Исходный текст.

────

Конечно, я не ожидал в общедоступном* советском лечебном учреждении даже с гордым наименованием «институт», никакого «европейского» уровня. У меня уже был опыт лежания в подобном институте — саратовском. Московский мало чем отличался от своего провинциального собрата. Во всяком случае внешне. Меблировка, распорядок дня: время отбоя, подъема, приема пищи, различных процедур, операций, врачебных обходов, все было точной копией того, к чему я привык за время своих «больничных университетов».
Хотя… Одно отличие все же, имелось. В названии учреждения присутствовало прилагательное «Центральный» и это кое о чем говорило. А именно: здесь лечились больные из всех республик Советского Союза и тех, в основном развивающихся стран, правительства которых были лояльны политике СССР. Наша палата тоже оказалась «интернациональной».
* * *Мой сосед, размещавщийся в области головы, имени его не помню, был из Литвы. Как выглядел, тоже не помню — прожили мы вместе всего-то четыре неполных дня, однако, в память он врезался поведением: заносчивой демонстрацией своего превосходства над всеми другими, нелитовцами, но только теми нелитовцами, кто был из Союза. С нелитовцами из-за границы он подчеркнуто любезничал, не теряя, однако, при этом чувства собственного достоинства.
Был конец 1986 года, но уже тогда литовский патриот в полный голос возвещал о том, что Литвы скоро не будет в составе Советского Союза* и она вышвырнет из своих пределов всех «оккупантов». Поскольку в тот момент я оказался в палате единственным русским, то литовскую нелюбовь к России я сполна ощутил на своей шкуре.
Сначала, когда он, растягивая гласные, поприветствовал меня словами «Еще-о оди-и-инн окупаан-нт…» — я на время потерял дар речи. Я не понимал что происходит и как на это надо реагировать. У меня, лично, никаких претензий ни к Литве, ни к этому только что встретившемуся мне литовцу, не имелось. Но у литовца, уже был заготовлен длиннющий список претензий, в основном к СССР, которые он начал почему-то предъявлять мне. Я наслушался по полной программе: и про пакт «Молотова-Риббентропа», и про советскую оккупацию, и про литовское сопротивление, и про депортацию, про пострадавшую литовскую культуру и про русскую неотесанность и свинство. С его слов я понял, что в Литве русских ненавидят. Это было неприятное и болезненное открытие. Мое интернациональное воспитание давало себя знать. Ну, как же, всю жизнь мне внушали что Советский Союз это дружная семья сотен народов. Пятнадцать братских республик, плечом к плечу строили светлое будущее для себя и «торили туда дорогу» всему остальному человечеству. Я гордился тем что живу в такой удивительной, цветистой, многонародной стране и у меня были тому веские основания. Астрахань — город многонациональный и в санатории, где я прожил двенадцать лет, лежали дети разных кровей, но никаких трений на этой почве у нас никогда не возникало, я был уверен, что так должно быть всюду, поэтому литовская ненависть ко всему советскому, а в особенности русскому, была для меня полной неожиданностью.

────

Перечень записей.
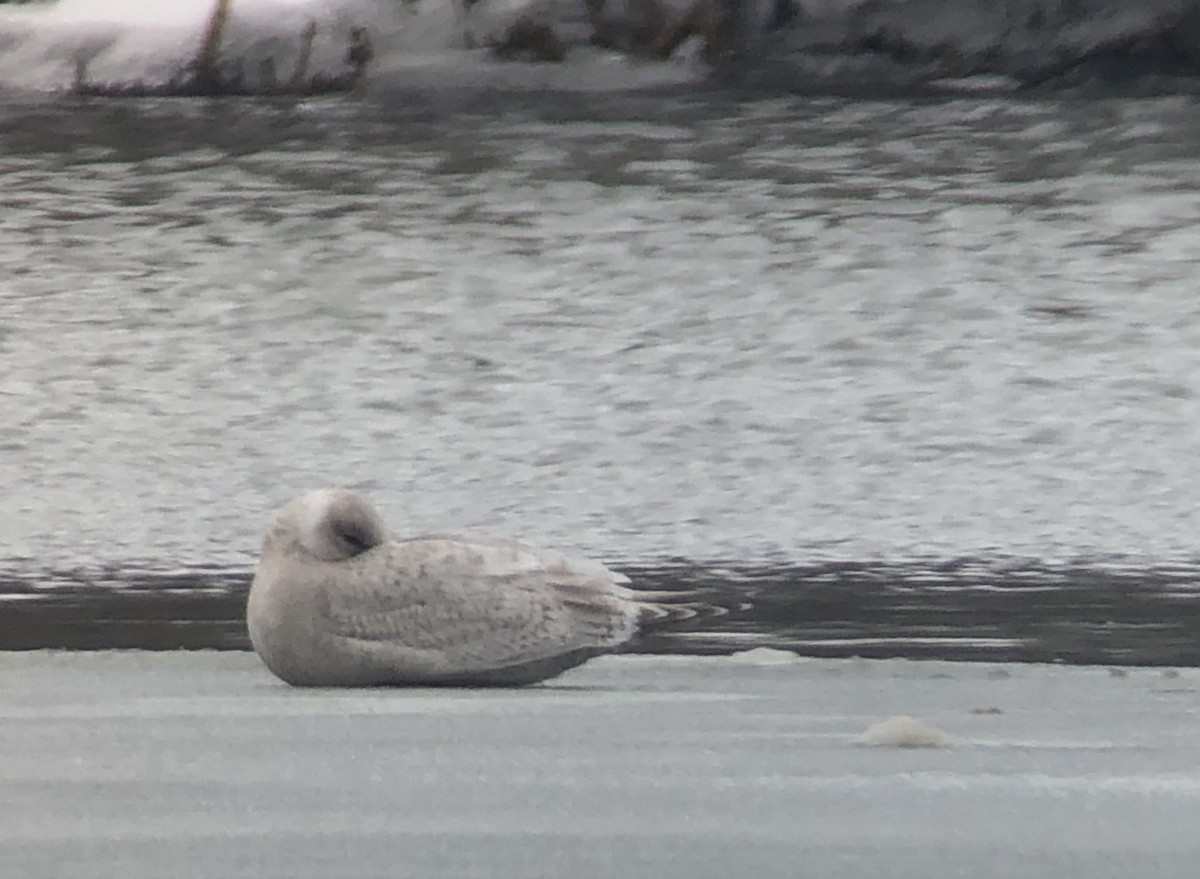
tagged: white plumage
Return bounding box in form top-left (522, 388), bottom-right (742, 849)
top-left (246, 489), bottom-right (654, 687)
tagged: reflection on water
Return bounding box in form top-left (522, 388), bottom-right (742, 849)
top-left (0, 85), bottom-right (1200, 658)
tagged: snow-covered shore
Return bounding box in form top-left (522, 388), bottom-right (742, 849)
top-left (0, 652), bottom-right (1200, 879)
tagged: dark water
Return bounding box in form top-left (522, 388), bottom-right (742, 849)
top-left (0, 88), bottom-right (1200, 663)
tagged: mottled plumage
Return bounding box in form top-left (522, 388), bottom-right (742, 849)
top-left (246, 490), bottom-right (650, 687)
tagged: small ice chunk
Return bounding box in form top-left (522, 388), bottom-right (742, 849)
top-left (730, 647), bottom-right (800, 665)
top-left (858, 714), bottom-right (950, 748)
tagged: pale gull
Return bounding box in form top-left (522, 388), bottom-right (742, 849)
top-left (246, 489), bottom-right (662, 687)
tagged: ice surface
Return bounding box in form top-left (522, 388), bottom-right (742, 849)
top-left (0, 652), bottom-right (1200, 879)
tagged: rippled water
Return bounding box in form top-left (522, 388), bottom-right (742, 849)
top-left (0, 91), bottom-right (1200, 569)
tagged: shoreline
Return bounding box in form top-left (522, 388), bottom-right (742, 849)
top-left (0, 560), bottom-right (1200, 666)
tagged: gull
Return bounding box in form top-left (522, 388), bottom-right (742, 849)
top-left (246, 489), bottom-right (681, 687)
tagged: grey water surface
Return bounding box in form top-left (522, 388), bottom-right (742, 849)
top-left (0, 88), bottom-right (1200, 653)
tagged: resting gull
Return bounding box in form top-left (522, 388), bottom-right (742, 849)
top-left (246, 489), bottom-right (664, 687)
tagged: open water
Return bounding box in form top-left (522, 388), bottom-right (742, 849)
top-left (0, 46), bottom-right (1200, 660)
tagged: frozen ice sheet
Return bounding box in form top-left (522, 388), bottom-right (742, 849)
top-left (0, 652), bottom-right (1200, 879)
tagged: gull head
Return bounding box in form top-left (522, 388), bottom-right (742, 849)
top-left (263, 489), bottom-right (388, 562)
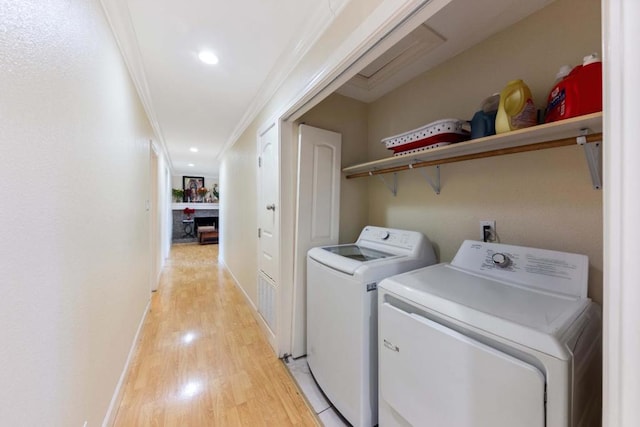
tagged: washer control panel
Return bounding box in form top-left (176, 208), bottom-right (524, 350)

────

Задание 1. Перепишите из исходного текста без изменений фрагмент, начинающийся со слов «Хотя… Одно отличие» и заканчивающийся словами «чувства собственного достоинства.».
Задание 2. Перечислите все темы, которые, согласно исходному тексту, рассказчику пришлось выслушать от соседа-литовца.
Записи здесь никакой роли не играют.

Поле ответа 1.
Хотя… Одно отличие все же, имелось. В названии учреждения присутствовало прилагательное «Центральный» и это кое о чем говорило. А именно: здесь лечились больные из всех республик Советского Союза и тех, в основном развивающихся стран, правительства которых были лояльны политике СССР. Наша палата тоже оказалась «интернациональной».
* * *Мой сосед, размещавщийся в области головы, имени его не помню, был из Литвы. Как выглядел, тоже не помню — прожили мы вместе всего-то четыре неполных дня, однако, в память он врезался поведением: заносчивой демонстрацией своего превосходства над всеми другими, нелитовцами, но только теми нелитовцами, кто был из Союза. С нелитовцами из-за границы он подчеркнуто любезничал, не теряя, однако, при этом чувства собственного достоинства.

Поле ответа 2.
- пакт «Молотова-Риббентропа»
- советская оккупация
- литовское сопротивление
- депортация
- пострадавшая литовская культура
- русская неотесанность и свинство